WRITTEN REQUEST ->
Rewrite the entries below as a two-column CSV with the header row input,output. Give one row per entry, with the entry's text under input and its answer under output, each enclosed in double quotes and with any line breaks replaced by spaces.

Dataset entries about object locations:

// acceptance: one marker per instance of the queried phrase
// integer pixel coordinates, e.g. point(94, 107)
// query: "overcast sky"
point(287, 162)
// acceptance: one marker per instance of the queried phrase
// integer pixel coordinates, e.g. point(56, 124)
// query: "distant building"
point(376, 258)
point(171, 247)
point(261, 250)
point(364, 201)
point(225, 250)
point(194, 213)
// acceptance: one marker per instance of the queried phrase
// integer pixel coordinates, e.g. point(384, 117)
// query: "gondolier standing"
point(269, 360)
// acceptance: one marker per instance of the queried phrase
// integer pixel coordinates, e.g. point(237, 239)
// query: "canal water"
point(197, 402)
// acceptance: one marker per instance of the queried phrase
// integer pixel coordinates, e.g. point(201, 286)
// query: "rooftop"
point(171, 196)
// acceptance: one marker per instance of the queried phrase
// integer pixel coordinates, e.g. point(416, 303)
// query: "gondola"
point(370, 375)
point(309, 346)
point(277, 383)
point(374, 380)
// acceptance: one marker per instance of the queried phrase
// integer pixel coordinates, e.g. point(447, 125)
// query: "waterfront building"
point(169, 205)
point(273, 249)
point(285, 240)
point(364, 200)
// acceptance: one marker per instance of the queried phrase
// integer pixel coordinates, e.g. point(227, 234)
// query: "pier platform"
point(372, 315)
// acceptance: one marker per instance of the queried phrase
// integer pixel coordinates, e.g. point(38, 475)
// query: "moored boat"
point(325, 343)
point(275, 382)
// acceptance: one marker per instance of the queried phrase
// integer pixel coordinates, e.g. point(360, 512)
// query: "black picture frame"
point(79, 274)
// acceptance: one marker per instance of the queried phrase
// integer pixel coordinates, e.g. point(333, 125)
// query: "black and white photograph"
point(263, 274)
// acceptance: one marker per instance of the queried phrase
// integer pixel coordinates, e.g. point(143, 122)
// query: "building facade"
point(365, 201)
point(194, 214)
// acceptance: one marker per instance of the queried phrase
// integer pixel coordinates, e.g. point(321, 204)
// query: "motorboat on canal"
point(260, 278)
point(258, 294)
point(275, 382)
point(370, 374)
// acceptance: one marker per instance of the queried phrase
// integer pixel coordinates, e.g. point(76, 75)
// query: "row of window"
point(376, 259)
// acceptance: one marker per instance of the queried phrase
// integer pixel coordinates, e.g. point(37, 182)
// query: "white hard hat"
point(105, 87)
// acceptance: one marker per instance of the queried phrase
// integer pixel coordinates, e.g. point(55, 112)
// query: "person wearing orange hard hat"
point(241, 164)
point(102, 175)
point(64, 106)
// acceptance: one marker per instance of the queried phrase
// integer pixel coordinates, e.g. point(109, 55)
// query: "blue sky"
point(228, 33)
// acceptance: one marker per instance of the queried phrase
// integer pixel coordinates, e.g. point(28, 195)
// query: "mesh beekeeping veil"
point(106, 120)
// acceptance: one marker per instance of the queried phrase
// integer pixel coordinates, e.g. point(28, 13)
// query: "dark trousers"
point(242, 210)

RIGHT ANSWER ->
input,output
"// acceptance: one marker per instance of the queried phrase // integer pixel coordinates, e.g. point(94, 107) // query: ""overcast sky""","point(287, 162)"
"// acceptance: one marker per instance of the queried phrase // integer pixel coordinates, e.g. point(56, 124) // query: ""distant building""","point(376, 258) point(171, 247) point(261, 250) point(364, 201) point(225, 250) point(194, 213)"
"// acceptance: one marker per instance of the queried phrase // integer pixel coordinates, e.g. point(384, 117) // query: ""gondolier standing""","point(269, 360)"
"// acceptance: one marker per instance of the queried phrase // integer pixel coordinates, e.g. point(237, 239) // query: ""canal water""","point(197, 402)"
"// acceptance: one marker per instance of the queried phrase // integer pixel coordinates, e.g. point(201, 286) // query: ""rooftop""","point(171, 196)"
"// acceptance: one marker per instance of the queried phrase // integer pixel coordinates, e.g. point(416, 303) // query: ""gondola""","point(370, 375) point(309, 346) point(277, 383) point(374, 380)"
"// acceptance: one marker per instance of the queried phrase // integer pixel coordinates, e.g. point(447, 125) // query: ""waterfront building""","point(169, 205) point(273, 249) point(285, 240) point(364, 200)"
"// acceptance: one marker per instance of the queried phrase // integer pixel coordinates, e.g. point(227, 234) // query: ""pier platform""","point(372, 315)"
"// acceptance: one marker per instance of the queried phrase // integer pixel coordinates, e.g. point(38, 475) // query: ""moored boat""","point(325, 343) point(275, 382)"
"// acceptance: one marker per instance of the queried phrase // integer pixel coordinates, e.g. point(360, 512) // query: ""black picture frame""","point(79, 274)"
"// acceptance: one marker per instance of the queried phrase // integer pixel coordinates, e.g. point(333, 125) // query: ""black and white photograph""","point(263, 274)"
"// acceptance: one marker per instance of the queried phrase // integer pixel coordinates, e.g. point(143, 122) // query: ""building facade""","point(365, 201) point(194, 214)"
"// acceptance: one marker per instance of the queried phrase // integer pixel coordinates, e.g. point(321, 204) // query: ""motorboat on canal""","point(260, 278) point(258, 294) point(275, 382) point(370, 374)"
"// acceptance: one marker per instance of the queried phrase // integer pixel coordinates, e.g. point(76, 75) // query: ""row of window""","point(376, 259)"
"// acceptance: one marker per instance of the queried phrase // integer pixel coordinates, e.g. point(37, 182) // query: ""white hard hat""","point(105, 87)"
"// acceptance: one marker per instance of the queried phrase // integer pixel coordinates, e.g. point(55, 112) // query: ""person wearing orange hard hat""","point(241, 164) point(102, 175) point(64, 106)"
"// acceptance: one marker per instance of the queried phrase // integer pixel coordinates, e.g. point(109, 55) // query: ""blue sky""","point(228, 33)"
"// acceptance: one marker per instance of the queried phrase // integer pixel coordinates, e.g. point(28, 195) // query: ""mesh beekeeping veil""","point(106, 120)"
"// acceptance: one marker per instance of the queried phrase // integer pixel coordinates, e.g. point(28, 13) // query: ""dark trousers""","point(242, 210)"